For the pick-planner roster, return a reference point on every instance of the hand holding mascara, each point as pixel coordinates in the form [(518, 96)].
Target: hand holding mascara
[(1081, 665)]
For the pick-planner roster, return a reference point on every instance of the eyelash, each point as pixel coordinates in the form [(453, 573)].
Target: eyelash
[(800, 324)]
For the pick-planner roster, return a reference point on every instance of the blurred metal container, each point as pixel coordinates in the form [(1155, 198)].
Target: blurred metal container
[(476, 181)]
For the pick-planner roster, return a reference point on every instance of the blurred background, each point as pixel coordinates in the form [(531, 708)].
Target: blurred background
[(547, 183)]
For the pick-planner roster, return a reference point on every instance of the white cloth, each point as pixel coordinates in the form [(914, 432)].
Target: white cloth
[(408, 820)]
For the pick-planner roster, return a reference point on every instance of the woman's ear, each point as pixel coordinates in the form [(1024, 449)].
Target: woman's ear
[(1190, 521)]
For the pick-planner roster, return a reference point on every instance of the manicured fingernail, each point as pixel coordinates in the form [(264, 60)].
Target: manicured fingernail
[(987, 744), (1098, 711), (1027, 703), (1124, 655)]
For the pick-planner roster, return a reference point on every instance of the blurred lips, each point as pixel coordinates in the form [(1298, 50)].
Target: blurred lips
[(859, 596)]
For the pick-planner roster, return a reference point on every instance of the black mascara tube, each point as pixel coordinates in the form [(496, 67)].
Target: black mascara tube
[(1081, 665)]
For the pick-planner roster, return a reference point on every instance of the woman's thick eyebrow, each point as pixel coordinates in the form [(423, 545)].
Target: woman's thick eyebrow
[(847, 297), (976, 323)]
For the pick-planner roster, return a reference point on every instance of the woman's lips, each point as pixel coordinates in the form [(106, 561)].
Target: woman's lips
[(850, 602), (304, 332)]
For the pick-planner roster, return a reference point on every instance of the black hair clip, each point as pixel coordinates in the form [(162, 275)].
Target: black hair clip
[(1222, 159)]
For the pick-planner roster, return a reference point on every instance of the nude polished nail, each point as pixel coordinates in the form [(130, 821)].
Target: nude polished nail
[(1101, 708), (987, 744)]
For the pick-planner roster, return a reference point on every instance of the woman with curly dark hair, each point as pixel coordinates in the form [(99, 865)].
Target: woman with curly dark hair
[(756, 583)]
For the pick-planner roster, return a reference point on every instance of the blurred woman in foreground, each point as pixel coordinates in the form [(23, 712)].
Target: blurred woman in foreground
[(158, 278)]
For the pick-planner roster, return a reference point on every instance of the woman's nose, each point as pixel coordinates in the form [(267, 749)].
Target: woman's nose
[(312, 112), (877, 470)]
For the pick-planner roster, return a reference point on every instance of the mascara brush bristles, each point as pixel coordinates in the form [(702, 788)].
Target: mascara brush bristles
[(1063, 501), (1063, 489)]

* * * * * * * * *

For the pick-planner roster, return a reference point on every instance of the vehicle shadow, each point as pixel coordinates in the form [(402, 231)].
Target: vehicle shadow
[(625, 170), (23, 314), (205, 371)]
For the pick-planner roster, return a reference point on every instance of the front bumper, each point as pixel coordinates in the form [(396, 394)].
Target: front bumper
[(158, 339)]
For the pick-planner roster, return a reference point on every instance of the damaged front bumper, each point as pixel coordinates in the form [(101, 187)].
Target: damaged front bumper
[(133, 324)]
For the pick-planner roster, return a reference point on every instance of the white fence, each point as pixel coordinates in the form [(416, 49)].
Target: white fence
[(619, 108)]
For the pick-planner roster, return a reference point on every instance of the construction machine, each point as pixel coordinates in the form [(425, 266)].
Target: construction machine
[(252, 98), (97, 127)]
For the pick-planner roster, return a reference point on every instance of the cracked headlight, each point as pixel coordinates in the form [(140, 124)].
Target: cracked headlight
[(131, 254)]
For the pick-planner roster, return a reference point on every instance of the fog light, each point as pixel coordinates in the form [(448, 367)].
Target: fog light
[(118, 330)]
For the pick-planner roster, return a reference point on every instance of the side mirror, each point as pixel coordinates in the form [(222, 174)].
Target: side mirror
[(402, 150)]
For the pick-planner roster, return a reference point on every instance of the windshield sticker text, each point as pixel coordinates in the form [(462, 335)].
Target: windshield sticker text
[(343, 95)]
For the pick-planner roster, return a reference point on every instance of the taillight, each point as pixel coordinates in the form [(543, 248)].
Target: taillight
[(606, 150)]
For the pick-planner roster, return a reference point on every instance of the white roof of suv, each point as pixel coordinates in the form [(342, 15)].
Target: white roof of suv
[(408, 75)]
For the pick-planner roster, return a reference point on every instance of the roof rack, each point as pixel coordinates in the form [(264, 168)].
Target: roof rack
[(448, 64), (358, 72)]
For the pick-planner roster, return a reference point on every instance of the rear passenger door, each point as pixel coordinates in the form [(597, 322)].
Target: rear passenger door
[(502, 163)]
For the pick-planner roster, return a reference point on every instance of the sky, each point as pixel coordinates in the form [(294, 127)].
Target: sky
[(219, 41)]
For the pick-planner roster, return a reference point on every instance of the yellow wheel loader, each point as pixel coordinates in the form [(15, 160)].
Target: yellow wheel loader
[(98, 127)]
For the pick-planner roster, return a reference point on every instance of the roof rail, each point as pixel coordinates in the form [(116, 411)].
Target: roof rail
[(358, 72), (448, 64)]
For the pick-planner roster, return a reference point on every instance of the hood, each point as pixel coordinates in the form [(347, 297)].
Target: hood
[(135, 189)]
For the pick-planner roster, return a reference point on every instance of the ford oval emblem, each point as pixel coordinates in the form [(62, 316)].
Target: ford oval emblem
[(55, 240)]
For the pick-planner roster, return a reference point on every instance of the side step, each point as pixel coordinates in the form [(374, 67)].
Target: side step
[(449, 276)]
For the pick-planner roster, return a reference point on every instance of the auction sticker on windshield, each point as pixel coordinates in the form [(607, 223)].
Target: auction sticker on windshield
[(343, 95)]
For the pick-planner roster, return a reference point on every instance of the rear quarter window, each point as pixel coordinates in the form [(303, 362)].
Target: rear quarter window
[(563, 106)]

* * * * * * * * *

Reproduce word for word the rows above that start at the line containing "form [(702, 788)]." and end at the line containing "[(1063, 501), (1063, 489)]", including both of those lines.

For the pick-planner roster, return a reference point on every instance of the mascara brush bristles, each point as pixel coordinates in the form [(702, 788)].
Target: mascara brush bristles
[(1063, 501), (1063, 489)]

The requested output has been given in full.